__Problem to solve__: Format the records below as a two-column CSV with the header row text,answer, giving one row per record and putting each field in double quotes with line breaks replaced by spaces. Omit the pictures.

— Start —

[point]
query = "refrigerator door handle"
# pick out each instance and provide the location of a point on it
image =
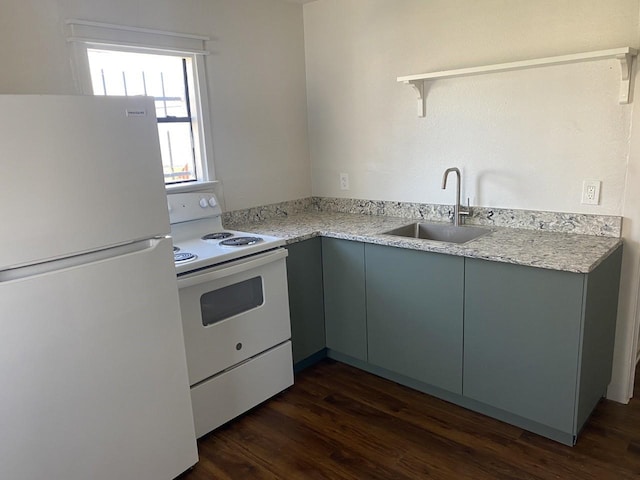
(27, 271)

— End —

__Result for this exercise__:
text,answer
"[point] query = ""refrigerator door handle"" # pick out each instance and provide the location of a point on it image =","(27, 271)"